RAW RECORDS »
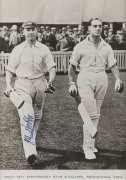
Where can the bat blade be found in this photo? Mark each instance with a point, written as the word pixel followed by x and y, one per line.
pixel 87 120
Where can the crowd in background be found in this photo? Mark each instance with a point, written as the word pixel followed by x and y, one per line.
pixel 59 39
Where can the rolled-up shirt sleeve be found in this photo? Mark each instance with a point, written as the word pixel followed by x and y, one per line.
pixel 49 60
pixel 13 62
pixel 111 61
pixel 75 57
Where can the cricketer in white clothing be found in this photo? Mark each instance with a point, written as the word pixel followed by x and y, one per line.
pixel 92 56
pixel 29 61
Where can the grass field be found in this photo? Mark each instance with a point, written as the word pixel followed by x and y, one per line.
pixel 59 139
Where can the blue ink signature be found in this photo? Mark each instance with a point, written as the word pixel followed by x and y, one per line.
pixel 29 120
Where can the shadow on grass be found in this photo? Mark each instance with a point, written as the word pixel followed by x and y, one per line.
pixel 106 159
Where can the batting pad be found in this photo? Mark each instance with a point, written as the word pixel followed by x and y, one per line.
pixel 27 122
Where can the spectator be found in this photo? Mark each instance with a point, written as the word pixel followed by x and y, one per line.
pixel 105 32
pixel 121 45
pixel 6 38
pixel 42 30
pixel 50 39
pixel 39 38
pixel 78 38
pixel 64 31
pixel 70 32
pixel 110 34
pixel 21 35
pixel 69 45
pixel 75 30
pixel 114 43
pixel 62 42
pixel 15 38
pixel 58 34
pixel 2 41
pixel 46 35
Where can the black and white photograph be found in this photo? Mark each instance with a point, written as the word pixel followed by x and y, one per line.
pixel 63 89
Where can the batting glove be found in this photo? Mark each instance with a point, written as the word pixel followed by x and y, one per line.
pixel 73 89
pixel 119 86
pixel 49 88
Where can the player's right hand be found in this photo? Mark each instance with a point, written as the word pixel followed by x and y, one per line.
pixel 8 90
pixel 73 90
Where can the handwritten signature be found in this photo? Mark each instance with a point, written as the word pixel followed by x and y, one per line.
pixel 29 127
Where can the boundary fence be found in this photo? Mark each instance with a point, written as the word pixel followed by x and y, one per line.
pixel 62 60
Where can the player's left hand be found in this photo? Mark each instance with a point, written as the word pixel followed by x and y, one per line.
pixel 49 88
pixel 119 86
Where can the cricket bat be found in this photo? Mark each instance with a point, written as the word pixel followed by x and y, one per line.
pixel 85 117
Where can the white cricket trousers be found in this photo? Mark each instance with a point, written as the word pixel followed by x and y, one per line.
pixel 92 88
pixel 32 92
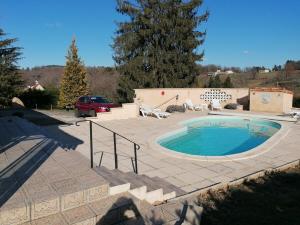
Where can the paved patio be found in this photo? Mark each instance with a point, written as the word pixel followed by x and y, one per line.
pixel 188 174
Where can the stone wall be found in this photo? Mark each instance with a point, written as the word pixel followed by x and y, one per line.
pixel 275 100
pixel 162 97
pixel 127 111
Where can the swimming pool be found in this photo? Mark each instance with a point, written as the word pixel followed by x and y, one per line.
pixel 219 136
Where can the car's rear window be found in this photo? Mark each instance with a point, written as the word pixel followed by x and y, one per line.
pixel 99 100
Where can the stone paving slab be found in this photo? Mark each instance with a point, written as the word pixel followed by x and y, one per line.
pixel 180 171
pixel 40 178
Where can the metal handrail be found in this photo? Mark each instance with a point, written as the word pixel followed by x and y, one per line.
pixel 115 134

* * *

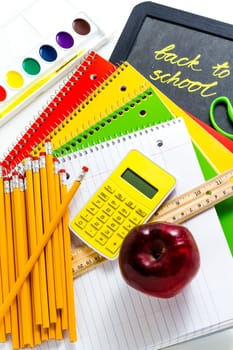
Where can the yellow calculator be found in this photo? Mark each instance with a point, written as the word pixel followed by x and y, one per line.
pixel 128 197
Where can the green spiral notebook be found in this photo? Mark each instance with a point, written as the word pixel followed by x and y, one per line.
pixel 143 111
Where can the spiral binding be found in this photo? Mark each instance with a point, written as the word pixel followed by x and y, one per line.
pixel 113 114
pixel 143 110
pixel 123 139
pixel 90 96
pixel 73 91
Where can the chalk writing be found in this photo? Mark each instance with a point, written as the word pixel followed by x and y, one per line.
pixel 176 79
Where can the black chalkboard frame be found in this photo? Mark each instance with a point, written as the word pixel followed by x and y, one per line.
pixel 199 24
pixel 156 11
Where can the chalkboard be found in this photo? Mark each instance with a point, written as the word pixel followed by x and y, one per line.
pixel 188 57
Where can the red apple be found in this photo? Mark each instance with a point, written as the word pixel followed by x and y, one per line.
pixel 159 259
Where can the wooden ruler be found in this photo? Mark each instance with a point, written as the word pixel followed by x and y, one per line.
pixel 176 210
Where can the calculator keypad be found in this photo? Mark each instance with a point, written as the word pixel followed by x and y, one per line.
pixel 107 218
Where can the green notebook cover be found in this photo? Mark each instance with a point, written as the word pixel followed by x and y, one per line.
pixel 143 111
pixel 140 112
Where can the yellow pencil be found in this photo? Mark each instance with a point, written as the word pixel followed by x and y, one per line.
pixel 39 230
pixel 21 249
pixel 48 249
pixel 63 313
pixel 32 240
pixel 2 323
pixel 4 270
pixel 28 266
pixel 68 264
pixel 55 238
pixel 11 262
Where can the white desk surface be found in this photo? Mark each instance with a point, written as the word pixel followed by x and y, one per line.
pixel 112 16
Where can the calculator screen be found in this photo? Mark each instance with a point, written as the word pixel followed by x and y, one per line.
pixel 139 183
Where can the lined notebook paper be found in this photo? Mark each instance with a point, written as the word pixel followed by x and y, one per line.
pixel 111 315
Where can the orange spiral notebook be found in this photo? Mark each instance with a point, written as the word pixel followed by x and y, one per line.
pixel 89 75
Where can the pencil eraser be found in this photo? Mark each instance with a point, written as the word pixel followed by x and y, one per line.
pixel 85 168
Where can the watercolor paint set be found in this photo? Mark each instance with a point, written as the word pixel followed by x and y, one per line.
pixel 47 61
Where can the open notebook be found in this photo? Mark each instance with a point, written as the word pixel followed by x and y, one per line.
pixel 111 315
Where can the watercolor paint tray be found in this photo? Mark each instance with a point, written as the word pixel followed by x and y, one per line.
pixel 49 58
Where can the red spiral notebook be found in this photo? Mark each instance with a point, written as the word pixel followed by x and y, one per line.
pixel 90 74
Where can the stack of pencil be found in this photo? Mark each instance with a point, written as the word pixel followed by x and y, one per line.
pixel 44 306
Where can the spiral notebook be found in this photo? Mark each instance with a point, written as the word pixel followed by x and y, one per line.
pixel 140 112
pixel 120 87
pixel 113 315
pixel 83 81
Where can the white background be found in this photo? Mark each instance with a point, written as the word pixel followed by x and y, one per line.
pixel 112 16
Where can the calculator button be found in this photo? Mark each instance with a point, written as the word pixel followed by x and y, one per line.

* * *

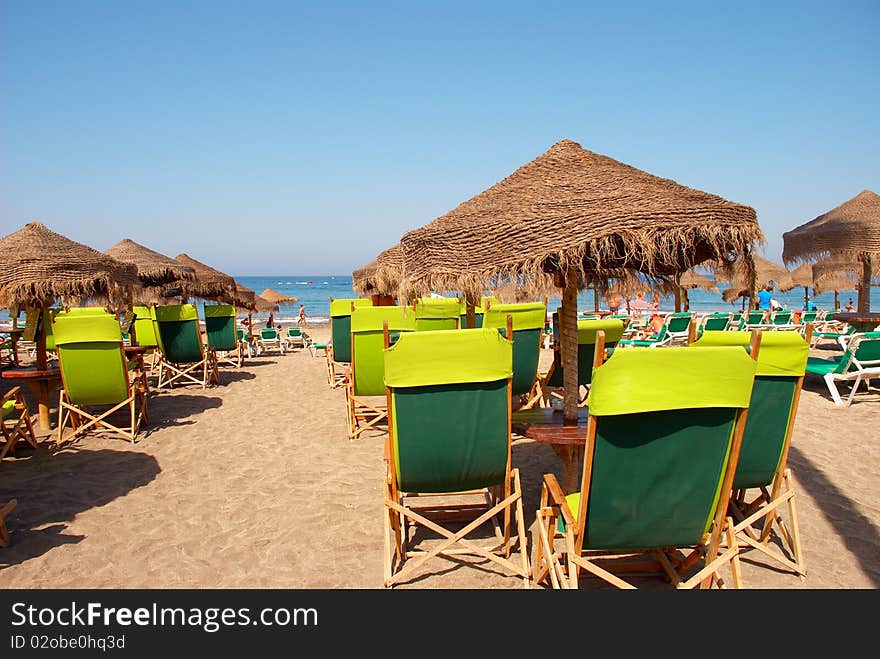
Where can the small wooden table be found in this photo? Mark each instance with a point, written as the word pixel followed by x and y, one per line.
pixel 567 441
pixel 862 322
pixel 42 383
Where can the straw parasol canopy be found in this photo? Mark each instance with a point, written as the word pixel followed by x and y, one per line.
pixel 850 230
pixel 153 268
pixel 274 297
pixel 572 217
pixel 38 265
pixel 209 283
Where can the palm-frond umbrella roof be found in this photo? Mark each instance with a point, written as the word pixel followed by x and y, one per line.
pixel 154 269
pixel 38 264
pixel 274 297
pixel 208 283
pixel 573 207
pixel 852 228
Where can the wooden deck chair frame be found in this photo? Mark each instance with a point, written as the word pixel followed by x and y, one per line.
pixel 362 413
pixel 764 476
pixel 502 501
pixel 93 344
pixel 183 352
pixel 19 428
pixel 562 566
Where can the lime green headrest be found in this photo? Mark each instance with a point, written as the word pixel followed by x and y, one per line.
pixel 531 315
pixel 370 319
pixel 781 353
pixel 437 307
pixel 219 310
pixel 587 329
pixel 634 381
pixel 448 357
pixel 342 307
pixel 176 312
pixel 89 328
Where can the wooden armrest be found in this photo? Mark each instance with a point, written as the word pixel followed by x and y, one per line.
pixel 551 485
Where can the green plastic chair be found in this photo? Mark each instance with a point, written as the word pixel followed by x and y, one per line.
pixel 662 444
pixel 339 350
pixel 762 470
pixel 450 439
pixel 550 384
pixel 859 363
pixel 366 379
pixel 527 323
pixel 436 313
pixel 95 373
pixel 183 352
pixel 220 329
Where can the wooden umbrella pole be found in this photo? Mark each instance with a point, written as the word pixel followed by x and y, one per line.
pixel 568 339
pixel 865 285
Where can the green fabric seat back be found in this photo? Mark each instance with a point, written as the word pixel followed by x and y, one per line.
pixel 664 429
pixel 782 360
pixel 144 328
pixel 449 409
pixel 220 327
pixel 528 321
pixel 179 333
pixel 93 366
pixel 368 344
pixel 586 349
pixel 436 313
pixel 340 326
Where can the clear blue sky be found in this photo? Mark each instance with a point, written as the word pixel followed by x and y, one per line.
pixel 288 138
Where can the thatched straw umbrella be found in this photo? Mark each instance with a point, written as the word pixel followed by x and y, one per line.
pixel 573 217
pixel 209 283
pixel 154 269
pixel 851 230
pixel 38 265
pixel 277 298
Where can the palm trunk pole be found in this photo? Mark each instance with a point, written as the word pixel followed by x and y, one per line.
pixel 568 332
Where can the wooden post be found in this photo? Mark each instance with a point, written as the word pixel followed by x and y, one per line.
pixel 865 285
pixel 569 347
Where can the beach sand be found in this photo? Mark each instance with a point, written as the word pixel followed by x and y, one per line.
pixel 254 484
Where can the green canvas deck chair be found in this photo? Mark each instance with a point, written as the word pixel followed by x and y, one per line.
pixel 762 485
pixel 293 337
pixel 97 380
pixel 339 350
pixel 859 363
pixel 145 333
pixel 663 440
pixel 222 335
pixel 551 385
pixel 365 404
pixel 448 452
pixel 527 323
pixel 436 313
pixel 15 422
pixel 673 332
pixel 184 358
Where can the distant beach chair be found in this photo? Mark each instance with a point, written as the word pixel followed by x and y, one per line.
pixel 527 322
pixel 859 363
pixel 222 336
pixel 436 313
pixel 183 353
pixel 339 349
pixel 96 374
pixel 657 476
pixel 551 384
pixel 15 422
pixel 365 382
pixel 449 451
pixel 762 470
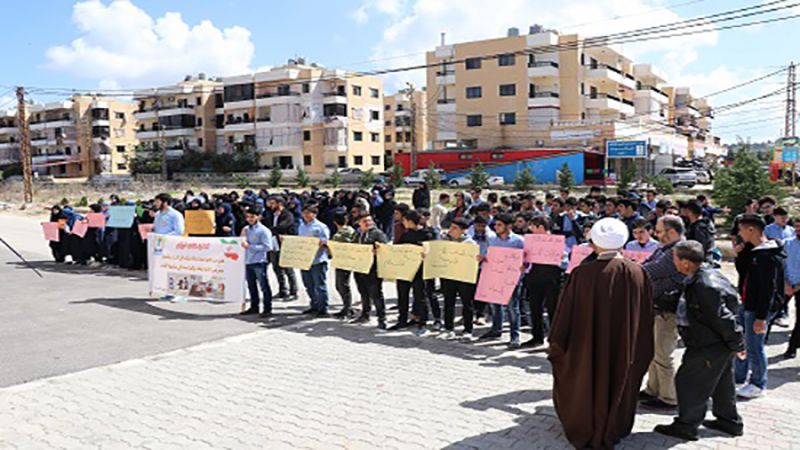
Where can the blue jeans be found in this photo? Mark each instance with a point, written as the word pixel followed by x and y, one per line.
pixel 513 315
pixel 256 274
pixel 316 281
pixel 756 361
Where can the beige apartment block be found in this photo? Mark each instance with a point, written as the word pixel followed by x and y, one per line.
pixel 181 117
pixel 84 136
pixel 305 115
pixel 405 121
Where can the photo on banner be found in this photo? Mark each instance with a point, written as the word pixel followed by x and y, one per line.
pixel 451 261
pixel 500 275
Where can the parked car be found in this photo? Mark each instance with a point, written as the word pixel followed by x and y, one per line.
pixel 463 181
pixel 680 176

WHAT YOU WILL DO » Copy the part of the rows that opens with the line containing "Where can the green notebook" and closes with the line containing "pixel 90 74", swapping "watercolor" for "acrylic" and leaving everything else untouched.

OUTPUT »
Where can the green notebook cover be found in this photo? Mark each instance with a point, written as the word pixel followed by x and y, one per line.
pixel 143 111
pixel 140 112
Where can the yellow pencil be found in this photo? Mark each instance with a point, written as the word pixel followed by x and y, one per line.
pixel 39 230
pixel 21 249
pixel 48 249
pixel 63 313
pixel 32 240
pixel 2 323
pixel 4 270
pixel 28 266
pixel 68 264
pixel 55 238
pixel 11 262
Where can the white desk surface be found in this photo? Mark each instance with a point, written as the word pixel followed by x and y, one per line.
pixel 112 16
Where can the calculator screen be found in this photo? Mark each instance with a point, written as the word pixel followed by x and y, one per line.
pixel 139 183
Where can the lined notebook paper be found in this photo? Mark each instance with a point, written as the word pixel followed by x and y, one per line.
pixel 111 315
Where can the orange spiral notebook be found in this photo? Mark each instance with a point, written as the word pixel followed by x and y, one per line.
pixel 89 75
Where can the pencil eraser be found in this photo? Mark each instance with a point, written as the word pixel followed by x and y, one per line.
pixel 85 168
Where can the acrylic paint set be found in this photo? Mark each instance with a point, written as the word pixel followed by x and y, one per line.
pixel 47 61
Where can the open notebook be found in this photo? Mark each instance with a point, written as the word pixel followed by x and y, one per line.
pixel 111 315
Where can the acrylic paint tray be found in this photo? Mark each instance with a point, written as the word pixel followed by x and y, one per line.
pixel 49 58
Where can the red spiral notebook be found in this photo? Mark each instance with a point, written as the word pixel followed by x and y, one per line.
pixel 90 74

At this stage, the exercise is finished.